▸ **WHAT YOU ARE ASKED TO DO**: Find every line in the listing below that contains the string "mark", matching case exactly, and copy each of those lines.

Records from an annotation dataset:
- - - - -
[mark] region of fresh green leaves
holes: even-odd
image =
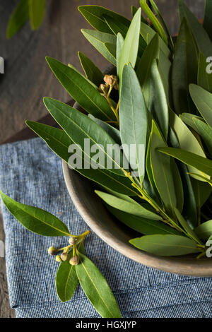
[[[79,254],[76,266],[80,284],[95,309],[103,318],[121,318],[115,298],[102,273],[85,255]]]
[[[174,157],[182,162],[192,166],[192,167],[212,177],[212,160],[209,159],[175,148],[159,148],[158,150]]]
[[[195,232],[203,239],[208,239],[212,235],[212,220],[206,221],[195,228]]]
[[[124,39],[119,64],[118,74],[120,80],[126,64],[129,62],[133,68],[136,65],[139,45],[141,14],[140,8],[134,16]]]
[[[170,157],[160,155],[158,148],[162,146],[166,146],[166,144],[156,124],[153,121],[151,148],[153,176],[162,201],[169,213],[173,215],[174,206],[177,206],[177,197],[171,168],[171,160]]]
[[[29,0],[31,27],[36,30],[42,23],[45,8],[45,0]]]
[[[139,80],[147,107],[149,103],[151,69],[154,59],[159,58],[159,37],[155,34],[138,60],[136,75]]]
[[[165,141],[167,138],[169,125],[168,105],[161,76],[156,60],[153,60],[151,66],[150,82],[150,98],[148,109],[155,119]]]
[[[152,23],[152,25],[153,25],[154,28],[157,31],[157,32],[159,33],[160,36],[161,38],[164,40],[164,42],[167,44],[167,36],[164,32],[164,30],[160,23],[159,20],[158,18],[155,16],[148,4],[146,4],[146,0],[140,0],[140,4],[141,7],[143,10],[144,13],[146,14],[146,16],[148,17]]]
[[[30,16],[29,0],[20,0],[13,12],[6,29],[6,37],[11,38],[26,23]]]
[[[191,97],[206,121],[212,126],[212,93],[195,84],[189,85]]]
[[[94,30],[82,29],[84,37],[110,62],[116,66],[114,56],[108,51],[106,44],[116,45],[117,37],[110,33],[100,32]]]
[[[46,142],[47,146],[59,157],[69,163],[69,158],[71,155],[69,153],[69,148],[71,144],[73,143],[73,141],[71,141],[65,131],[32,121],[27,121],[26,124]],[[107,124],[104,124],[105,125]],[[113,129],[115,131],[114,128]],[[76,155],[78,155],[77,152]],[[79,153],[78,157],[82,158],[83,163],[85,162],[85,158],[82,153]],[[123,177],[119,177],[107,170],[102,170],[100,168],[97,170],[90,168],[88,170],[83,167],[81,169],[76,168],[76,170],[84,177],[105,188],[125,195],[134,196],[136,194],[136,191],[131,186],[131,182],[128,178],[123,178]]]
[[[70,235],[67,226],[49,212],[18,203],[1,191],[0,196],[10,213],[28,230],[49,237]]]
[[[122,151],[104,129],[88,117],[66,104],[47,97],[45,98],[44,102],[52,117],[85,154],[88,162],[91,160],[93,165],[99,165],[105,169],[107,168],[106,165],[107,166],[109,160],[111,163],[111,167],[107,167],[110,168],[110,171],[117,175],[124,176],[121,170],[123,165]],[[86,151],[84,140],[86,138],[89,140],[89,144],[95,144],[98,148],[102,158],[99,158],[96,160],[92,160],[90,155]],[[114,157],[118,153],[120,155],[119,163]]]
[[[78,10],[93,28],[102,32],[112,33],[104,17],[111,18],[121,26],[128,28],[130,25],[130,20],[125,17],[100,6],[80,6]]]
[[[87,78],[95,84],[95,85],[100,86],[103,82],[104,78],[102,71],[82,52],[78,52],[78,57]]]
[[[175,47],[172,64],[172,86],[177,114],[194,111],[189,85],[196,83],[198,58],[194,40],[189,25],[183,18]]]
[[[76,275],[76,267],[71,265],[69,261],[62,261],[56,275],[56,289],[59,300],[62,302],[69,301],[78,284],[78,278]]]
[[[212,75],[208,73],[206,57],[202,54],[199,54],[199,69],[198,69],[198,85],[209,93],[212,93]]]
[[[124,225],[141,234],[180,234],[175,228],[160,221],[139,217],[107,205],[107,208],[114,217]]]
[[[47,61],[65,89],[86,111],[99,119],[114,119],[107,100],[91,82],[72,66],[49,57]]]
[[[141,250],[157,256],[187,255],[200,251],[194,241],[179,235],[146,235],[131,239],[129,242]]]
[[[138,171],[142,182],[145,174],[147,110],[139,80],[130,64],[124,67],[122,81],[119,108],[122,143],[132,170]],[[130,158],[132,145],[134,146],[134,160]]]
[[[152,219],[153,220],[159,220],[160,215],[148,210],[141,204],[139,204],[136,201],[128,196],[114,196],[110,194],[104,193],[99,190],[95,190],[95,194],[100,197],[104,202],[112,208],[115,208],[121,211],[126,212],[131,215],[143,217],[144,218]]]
- - - - -
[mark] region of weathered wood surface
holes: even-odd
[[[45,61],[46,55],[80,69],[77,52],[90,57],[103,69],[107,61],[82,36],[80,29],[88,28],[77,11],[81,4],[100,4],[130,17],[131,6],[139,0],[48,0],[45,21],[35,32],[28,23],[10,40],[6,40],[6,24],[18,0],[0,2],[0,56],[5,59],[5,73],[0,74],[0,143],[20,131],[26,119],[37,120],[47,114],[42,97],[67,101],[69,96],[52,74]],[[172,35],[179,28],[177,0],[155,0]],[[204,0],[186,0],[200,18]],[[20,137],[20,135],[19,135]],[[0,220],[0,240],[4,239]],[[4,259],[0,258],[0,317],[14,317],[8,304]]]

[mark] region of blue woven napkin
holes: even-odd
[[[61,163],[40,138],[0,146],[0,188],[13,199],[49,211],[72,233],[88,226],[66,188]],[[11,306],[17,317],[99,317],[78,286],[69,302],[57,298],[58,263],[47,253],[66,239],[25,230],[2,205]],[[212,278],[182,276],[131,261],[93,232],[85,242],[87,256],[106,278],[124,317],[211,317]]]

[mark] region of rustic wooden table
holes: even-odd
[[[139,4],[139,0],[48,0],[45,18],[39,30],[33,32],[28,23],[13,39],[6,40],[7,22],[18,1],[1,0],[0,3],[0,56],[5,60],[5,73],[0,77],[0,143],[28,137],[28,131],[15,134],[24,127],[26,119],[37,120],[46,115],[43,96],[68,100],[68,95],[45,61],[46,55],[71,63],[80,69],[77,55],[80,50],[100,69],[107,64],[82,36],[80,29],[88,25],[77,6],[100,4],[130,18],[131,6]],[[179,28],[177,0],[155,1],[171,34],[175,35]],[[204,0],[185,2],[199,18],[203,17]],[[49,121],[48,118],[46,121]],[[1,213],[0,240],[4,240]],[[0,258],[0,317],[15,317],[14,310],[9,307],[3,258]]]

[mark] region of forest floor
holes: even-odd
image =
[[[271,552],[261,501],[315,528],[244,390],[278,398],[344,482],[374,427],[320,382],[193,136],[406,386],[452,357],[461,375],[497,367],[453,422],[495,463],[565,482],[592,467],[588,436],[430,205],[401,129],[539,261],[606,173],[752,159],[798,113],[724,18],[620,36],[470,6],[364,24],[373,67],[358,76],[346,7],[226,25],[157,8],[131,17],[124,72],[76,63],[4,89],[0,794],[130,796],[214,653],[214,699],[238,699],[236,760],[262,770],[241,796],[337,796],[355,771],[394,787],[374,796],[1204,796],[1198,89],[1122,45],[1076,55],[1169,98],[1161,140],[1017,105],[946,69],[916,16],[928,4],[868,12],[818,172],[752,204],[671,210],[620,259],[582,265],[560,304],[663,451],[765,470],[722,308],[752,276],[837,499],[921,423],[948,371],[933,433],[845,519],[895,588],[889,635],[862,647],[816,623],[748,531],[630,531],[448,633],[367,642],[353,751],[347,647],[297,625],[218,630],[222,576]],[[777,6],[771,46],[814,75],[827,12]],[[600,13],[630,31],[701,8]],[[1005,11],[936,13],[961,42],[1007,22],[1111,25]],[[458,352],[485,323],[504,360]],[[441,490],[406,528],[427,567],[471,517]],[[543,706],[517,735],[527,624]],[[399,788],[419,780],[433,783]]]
- - - - -
▸ **REPLY TO THE TASK**:
[mark] region of fresh green leaves
[mark] region of weathered wood surface
[mark] region of blue woven napkin
[mark] region of rustic wooden table
[mark] region of forest floor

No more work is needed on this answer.